Work to be completed: All lines of the material below that include the string "stalk" are to be copied.
----------
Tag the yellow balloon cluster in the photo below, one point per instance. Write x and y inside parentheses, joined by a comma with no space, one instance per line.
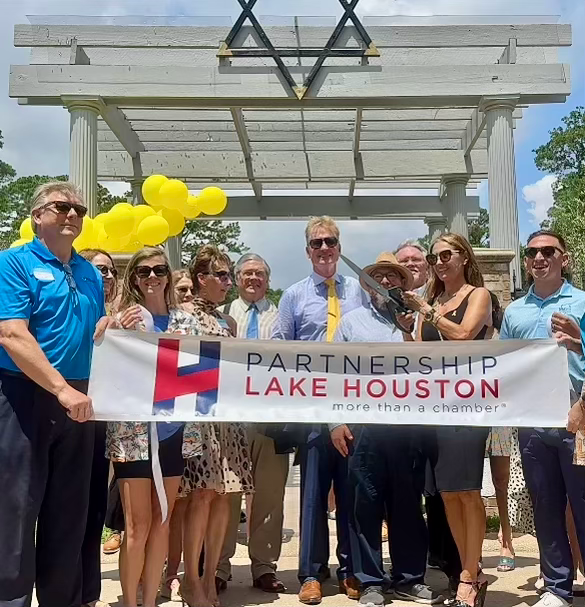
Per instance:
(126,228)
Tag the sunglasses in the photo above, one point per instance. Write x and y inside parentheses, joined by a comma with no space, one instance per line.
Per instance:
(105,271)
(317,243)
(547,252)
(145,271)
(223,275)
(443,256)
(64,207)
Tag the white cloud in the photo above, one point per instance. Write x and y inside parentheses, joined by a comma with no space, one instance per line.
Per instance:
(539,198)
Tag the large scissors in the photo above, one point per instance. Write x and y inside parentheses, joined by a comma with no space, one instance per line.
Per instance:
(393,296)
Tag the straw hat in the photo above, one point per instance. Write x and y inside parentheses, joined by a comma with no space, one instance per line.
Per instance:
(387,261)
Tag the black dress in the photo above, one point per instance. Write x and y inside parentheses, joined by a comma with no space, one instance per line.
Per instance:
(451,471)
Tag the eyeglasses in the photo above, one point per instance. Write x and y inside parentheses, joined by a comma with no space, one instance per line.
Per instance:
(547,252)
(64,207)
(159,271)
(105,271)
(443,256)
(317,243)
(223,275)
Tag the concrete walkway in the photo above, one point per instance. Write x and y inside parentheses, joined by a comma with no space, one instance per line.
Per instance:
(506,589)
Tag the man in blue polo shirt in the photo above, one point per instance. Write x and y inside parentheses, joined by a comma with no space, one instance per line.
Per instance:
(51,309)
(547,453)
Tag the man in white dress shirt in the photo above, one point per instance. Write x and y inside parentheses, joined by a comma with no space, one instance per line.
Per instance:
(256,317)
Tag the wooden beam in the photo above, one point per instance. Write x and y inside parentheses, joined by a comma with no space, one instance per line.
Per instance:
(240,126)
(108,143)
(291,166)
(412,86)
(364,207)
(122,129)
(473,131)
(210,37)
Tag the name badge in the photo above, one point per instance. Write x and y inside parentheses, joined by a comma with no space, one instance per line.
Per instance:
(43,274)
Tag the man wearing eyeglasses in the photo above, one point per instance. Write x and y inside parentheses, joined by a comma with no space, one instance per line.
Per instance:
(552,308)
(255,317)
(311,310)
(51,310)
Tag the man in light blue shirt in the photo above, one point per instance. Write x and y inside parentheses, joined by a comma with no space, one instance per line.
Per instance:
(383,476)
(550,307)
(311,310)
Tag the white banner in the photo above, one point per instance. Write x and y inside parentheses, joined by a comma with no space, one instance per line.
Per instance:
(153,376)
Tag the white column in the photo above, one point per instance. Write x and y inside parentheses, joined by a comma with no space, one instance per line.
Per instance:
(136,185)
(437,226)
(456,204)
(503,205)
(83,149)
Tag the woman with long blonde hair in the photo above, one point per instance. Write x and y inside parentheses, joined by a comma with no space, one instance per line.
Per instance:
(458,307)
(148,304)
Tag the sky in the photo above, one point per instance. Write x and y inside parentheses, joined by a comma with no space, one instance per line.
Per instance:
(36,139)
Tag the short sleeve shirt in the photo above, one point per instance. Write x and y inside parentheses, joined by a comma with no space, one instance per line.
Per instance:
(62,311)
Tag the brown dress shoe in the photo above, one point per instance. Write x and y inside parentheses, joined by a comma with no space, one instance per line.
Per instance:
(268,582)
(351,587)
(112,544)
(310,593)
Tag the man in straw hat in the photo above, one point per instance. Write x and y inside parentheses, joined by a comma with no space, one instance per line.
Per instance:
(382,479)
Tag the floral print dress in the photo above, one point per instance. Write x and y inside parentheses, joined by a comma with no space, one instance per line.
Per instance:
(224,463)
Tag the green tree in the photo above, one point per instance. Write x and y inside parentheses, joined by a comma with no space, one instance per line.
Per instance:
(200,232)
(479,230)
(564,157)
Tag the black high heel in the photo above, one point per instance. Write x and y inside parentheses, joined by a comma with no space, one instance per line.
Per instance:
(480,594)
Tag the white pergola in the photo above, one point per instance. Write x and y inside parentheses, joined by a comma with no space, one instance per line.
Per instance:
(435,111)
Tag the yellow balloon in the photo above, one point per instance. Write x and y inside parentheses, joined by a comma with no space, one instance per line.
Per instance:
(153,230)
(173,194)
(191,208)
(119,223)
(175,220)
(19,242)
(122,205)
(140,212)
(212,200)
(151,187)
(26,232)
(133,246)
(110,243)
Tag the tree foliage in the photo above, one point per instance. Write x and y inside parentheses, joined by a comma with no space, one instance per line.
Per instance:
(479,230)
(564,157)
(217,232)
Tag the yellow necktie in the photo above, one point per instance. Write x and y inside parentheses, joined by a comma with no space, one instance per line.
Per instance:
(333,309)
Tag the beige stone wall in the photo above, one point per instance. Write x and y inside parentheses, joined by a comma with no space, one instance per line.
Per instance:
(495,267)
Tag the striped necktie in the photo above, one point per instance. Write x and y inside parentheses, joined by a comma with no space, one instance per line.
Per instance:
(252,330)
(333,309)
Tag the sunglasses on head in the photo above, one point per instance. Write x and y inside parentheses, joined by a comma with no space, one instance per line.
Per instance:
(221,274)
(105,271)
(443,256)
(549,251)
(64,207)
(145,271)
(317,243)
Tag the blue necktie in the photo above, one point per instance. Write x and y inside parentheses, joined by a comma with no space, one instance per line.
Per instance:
----------
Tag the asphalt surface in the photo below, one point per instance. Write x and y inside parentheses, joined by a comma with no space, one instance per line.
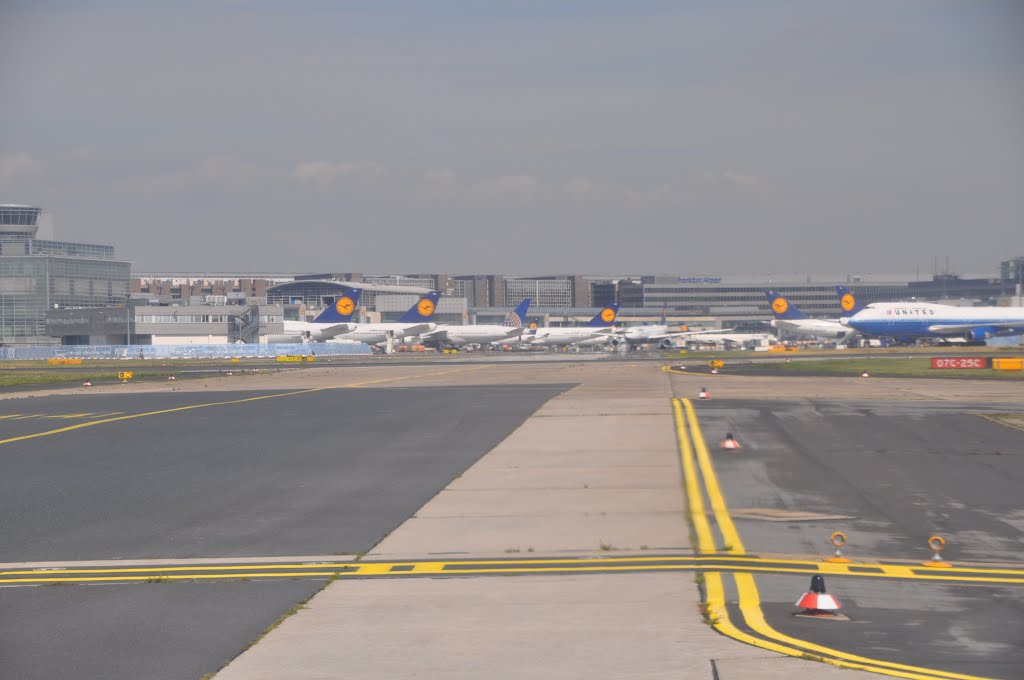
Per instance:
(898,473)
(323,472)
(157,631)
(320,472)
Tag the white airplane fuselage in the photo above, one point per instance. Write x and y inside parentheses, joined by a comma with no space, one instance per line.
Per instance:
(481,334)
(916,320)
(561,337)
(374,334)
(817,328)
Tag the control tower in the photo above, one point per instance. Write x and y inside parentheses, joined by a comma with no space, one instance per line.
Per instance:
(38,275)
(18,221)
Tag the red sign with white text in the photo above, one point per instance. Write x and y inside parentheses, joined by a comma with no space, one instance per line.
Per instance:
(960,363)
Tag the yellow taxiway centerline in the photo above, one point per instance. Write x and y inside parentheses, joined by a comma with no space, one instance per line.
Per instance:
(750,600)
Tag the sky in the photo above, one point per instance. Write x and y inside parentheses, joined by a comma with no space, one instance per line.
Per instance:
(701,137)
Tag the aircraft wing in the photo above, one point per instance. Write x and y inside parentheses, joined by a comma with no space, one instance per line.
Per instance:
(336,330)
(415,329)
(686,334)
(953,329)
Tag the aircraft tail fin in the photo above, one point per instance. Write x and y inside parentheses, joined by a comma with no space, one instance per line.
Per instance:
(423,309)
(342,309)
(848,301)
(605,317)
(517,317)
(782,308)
----------
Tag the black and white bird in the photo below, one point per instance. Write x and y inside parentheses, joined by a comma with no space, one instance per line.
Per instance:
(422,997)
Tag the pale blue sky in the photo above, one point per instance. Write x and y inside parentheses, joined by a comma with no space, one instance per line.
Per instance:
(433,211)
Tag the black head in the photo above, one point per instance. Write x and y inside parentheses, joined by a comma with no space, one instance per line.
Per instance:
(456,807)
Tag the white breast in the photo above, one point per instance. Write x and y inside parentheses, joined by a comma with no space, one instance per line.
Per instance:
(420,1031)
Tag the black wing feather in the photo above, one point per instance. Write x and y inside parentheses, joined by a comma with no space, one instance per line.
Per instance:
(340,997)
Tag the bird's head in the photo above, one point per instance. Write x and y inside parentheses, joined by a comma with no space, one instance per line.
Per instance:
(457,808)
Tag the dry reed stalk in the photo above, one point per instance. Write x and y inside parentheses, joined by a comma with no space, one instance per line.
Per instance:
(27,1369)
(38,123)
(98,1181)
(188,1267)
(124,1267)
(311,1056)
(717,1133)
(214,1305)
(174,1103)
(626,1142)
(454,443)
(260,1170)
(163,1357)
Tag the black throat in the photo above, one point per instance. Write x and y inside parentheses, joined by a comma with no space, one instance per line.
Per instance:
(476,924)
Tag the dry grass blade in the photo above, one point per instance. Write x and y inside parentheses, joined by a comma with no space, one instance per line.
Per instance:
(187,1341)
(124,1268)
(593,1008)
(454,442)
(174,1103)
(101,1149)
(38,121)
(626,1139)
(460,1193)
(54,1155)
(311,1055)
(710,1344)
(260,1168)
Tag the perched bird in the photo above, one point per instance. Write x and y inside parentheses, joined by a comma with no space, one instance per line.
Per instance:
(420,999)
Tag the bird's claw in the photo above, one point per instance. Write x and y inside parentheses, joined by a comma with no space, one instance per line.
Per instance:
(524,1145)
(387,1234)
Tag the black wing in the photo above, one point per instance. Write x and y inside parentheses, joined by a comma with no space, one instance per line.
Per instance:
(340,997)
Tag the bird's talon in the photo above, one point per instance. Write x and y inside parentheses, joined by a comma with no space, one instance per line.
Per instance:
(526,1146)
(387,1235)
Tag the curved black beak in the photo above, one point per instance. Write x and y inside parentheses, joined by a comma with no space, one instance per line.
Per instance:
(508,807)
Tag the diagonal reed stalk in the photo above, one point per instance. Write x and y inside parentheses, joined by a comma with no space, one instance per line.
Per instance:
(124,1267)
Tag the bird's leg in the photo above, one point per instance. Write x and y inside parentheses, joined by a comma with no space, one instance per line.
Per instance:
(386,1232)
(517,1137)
----------
Solution for this exercise:
Tag the dry reed stalk in the photo above, one point per instance. Write x and y inside parentheses, joined by a comma with no space, one instance per line.
Tag the diagonal reed stalk in the photo above, one point per instance. Write x and y inside parentheses, joined by a comma with no space, one instance per line.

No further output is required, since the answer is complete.